AIM OF THE TASK: Format every line of the records below as a JSON list of strings, one string per line, with blank lines omitted and the picture lines left out.

>> Begin DATA TO USE

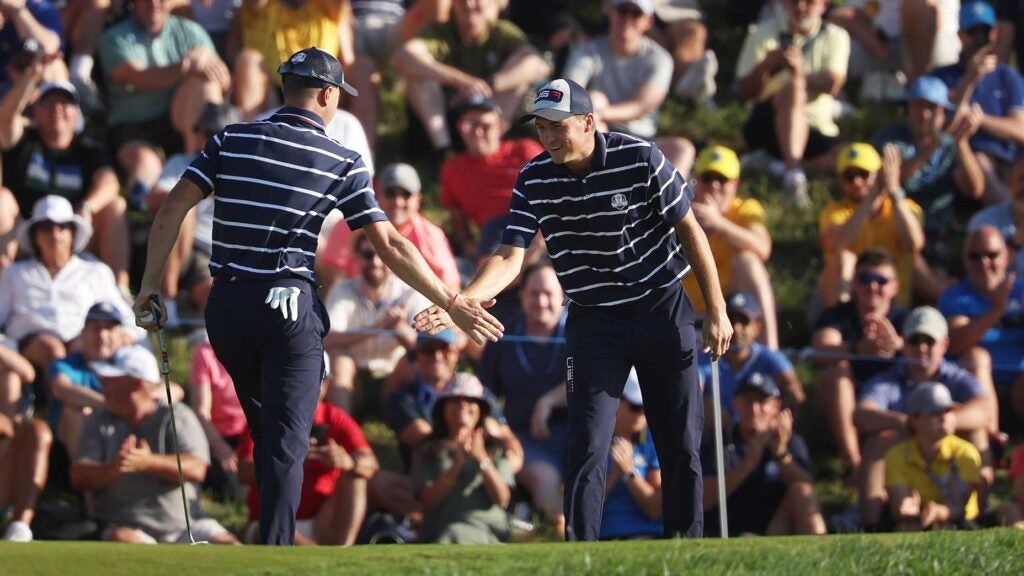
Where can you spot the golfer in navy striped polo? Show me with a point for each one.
(615, 216)
(273, 181)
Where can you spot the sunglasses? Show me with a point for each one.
(868, 278)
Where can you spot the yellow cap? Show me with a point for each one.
(720, 160)
(858, 155)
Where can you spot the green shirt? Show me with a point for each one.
(127, 41)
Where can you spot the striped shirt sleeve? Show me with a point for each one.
(203, 171)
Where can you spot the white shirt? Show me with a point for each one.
(31, 300)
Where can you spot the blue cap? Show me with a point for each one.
(977, 13)
(931, 89)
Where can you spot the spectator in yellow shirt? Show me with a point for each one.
(873, 213)
(736, 232)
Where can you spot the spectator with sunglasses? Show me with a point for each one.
(873, 213)
(737, 235)
(855, 340)
(984, 312)
(882, 411)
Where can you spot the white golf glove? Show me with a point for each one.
(287, 299)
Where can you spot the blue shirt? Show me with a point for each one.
(998, 93)
(275, 180)
(763, 363)
(890, 388)
(1005, 340)
(623, 518)
(610, 233)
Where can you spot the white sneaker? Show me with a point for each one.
(17, 531)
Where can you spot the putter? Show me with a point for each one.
(719, 451)
(165, 369)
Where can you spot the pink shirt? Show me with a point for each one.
(225, 412)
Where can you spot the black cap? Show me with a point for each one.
(317, 65)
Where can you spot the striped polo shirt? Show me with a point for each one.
(610, 234)
(275, 180)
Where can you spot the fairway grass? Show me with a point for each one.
(988, 552)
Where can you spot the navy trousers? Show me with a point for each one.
(276, 366)
(656, 336)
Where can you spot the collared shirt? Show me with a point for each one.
(274, 181)
(610, 233)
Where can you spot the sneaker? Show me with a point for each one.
(17, 531)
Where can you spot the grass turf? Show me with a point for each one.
(991, 551)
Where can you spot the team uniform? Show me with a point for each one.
(611, 238)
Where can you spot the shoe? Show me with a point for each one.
(17, 531)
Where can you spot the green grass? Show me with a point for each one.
(977, 552)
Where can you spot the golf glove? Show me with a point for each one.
(286, 299)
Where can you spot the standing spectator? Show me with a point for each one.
(49, 157)
(873, 213)
(126, 458)
(476, 184)
(768, 483)
(792, 69)
(984, 311)
(932, 478)
(882, 410)
(739, 240)
(633, 487)
(865, 329)
(628, 76)
(980, 82)
(371, 326)
(464, 484)
(473, 54)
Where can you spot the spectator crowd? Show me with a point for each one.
(914, 364)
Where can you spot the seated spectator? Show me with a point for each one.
(633, 486)
(338, 466)
(747, 360)
(160, 71)
(791, 70)
(739, 241)
(978, 81)
(473, 54)
(628, 77)
(371, 326)
(44, 299)
(932, 478)
(126, 458)
(984, 312)
(410, 409)
(399, 195)
(464, 482)
(476, 184)
(530, 378)
(873, 213)
(940, 173)
(768, 479)
(50, 158)
(882, 414)
(855, 340)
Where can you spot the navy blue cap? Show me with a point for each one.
(315, 64)
(558, 99)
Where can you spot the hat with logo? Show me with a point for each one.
(720, 160)
(927, 321)
(858, 155)
(929, 398)
(316, 65)
(559, 99)
(132, 361)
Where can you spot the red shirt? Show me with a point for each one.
(481, 186)
(318, 480)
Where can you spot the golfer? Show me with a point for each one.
(615, 216)
(274, 181)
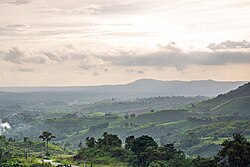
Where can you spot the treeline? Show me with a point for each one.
(143, 151)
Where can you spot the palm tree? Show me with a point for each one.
(47, 136)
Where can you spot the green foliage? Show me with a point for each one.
(47, 136)
(140, 144)
(129, 142)
(235, 152)
(90, 142)
(19, 162)
(203, 162)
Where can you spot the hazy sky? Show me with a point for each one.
(89, 42)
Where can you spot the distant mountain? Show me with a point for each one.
(235, 101)
(142, 88)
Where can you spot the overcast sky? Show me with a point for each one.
(93, 42)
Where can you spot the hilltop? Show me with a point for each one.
(235, 101)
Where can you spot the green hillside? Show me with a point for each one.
(233, 101)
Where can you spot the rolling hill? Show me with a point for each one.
(235, 101)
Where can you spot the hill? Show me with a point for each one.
(235, 101)
(139, 88)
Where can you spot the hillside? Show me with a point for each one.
(235, 101)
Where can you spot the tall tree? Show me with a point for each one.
(128, 142)
(47, 136)
(235, 153)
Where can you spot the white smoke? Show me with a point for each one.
(4, 127)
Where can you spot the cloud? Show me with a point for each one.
(170, 56)
(136, 71)
(95, 73)
(92, 61)
(26, 69)
(16, 2)
(230, 45)
(18, 56)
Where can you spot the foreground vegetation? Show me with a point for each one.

>> End DATA TO USE

FULL RESPONSE:
[
  "Where can you spot the golfer in navy striped polo? Show me with a point for each one.",
  "(615, 216)",
  "(273, 181)",
  "Where can you spot the sunglasses? Show me with a point for each one.",
  "(868, 278)",
  "Where can you spot the yellow cap? Show me with a point for each one.",
  "(720, 160)",
  "(858, 155)",
  "Where can you spot the green shirt? Show me with a point for each one.",
  "(127, 41)",
  "Where can you spot the striped shirt sleeve? Show me with a point for each one.",
  "(203, 171)",
  "Where can you spot the white shirt? Show me with a point for each one.",
  "(31, 300)",
  "Where can you spot the blue cap? Show me with a point for each one.",
  "(977, 13)",
  "(931, 89)",
  "Where can you spot the spectator in yellow shirt? Show me with a point for each one.",
  "(873, 213)",
  "(736, 232)",
  "Where can you spot the spectator with sunglasses? Show me with a point for each one.",
  "(873, 213)",
  "(737, 235)",
  "(855, 340)",
  "(984, 312)",
  "(882, 411)",
  "Where can you spot the white golf glove? Show me with a point for each one.",
  "(287, 299)",
  "Where can you spot the blue shirt? Show me with a point for each one.",
  "(998, 93)",
  "(275, 180)",
  "(763, 363)",
  "(890, 388)",
  "(1005, 340)",
  "(623, 518)",
  "(610, 233)",
  "Where can you spot the white sneaker? Show me with a point for each one.",
  "(17, 531)",
  "Where can you spot the putter? Show me with a point for each one.",
  "(719, 451)",
  "(165, 369)",
  "Where can you spot the pink shirt? Show me with a point for each one.",
  "(225, 412)",
  "Where can you spot the black cap? Show me with a point for each one.",
  "(317, 65)",
  "Where can you spot the striped polo shirt? Show me with a point for each one.",
  "(610, 234)",
  "(275, 180)",
  "Where can you spot the fairway grass? Show me with a point for each one.",
  "(988, 552)",
  "Where can you spot the navy trousers? Show me with a point for each one.",
  "(276, 366)",
  "(656, 336)",
  "Where can you spot the collared shirt? Show me with a point for each one.",
  "(274, 181)",
  "(610, 233)",
  "Where can you spot the sneaker? Show me with a point for each one.",
  "(17, 531)",
  "Where can you spot the grass turf? Show me with a point for each one.",
  "(991, 551)",
  "Where can you spot the team uniform? Show me with a point for each one.",
  "(611, 238)",
  "Where can you spot the shoe? Show me with a point for each one.",
  "(17, 531)",
  "Where can you spot the green grass? Show me with a point for each one.",
  "(977, 552)",
  "Where can you spot the golf glove? Show me with a point for each one.",
  "(286, 299)",
  "Where can you spot the standing spectator? Show me with a point for each one.",
  "(49, 157)",
  "(873, 213)",
  "(126, 458)",
  "(476, 184)",
  "(768, 483)",
  "(792, 69)",
  "(984, 311)",
  "(932, 478)",
  "(882, 410)",
  "(739, 240)",
  "(633, 487)",
  "(865, 329)",
  "(628, 76)",
  "(980, 82)",
  "(371, 326)",
  "(464, 484)",
  "(473, 54)",
  "Where can you spot the spectator crowd? Show me with a point for each one.",
  "(914, 364)",
  "Where can you spot the seated spectator? Show me with a point for each one.",
  "(633, 486)",
  "(338, 466)",
  "(747, 360)",
  "(160, 71)",
  "(791, 70)",
  "(739, 241)",
  "(978, 81)",
  "(473, 54)",
  "(628, 77)",
  "(371, 326)",
  "(44, 299)",
  "(932, 478)",
  "(126, 458)",
  "(984, 312)",
  "(410, 409)",
  "(399, 195)",
  "(464, 482)",
  "(476, 184)",
  "(530, 378)",
  "(873, 213)",
  "(940, 173)",
  "(768, 479)",
  "(50, 158)",
  "(882, 414)",
  "(855, 340)",
  "Where can you spot the navy blue cap? Show me with a point for each one.",
  "(315, 64)",
  "(558, 99)",
  "Where can you spot the hat with logo? Show me with a point for each one.",
  "(720, 160)",
  "(927, 321)",
  "(858, 155)",
  "(929, 398)",
  "(316, 65)",
  "(559, 99)",
  "(132, 361)",
  "Where can you spot the red shirt? Show me with a point for each one.",
  "(481, 186)",
  "(318, 480)",
  "Where can you spot the golfer? Show me with a point for each one.",
  "(615, 216)",
  "(274, 181)",
  "Where can you spot the treeline? Show me with a point for each one.",
  "(143, 151)",
  "Where can you spot the palm tree? Show me with a point for each one.",
  "(47, 136)",
  "Where can you spot the green foliage? Show me with a point for each one.",
  "(47, 136)",
  "(140, 144)",
  "(129, 142)",
  "(235, 152)",
  "(90, 142)",
  "(19, 162)",
  "(203, 162)",
  "Where can you spot the hazy sky? Show me with a point for each one.",
  "(89, 42)",
  "Where can you spot the distant mountain? Show me with a point for each one.",
  "(235, 101)",
  "(142, 88)",
  "Where can you spot the overcast sky? Show me with a point for each one.",
  "(93, 42)",
  "Where can you spot the hilltop? Show me with a point for each one.",
  "(235, 101)",
  "Where can you spot the green hillside? Show me with a point for each one.",
  "(233, 101)",
  "Where can you spot the rolling hill? Show me with a point for each one.",
  "(235, 101)",
  "Where can you spot the hill? Show me with a point for each one.",
  "(235, 101)",
  "(139, 88)",
  "Where can you spot the hillside? Show me with a point for each one.",
  "(235, 101)",
  "Where can you spot the tall tree? Show me with a point for each one.",
  "(128, 142)",
  "(47, 136)",
  "(235, 153)",
  "Where can you spot the white smoke? Show me with a point for each one.",
  "(4, 127)",
  "Where can you spot the cloud? Show me with a point for each one.",
  "(170, 56)",
  "(136, 71)",
  "(95, 73)",
  "(92, 61)",
  "(26, 69)",
  "(16, 2)",
  "(230, 45)",
  "(18, 56)",
  "Where can you spot the foreground vegetation? Show me with a point for each one."
]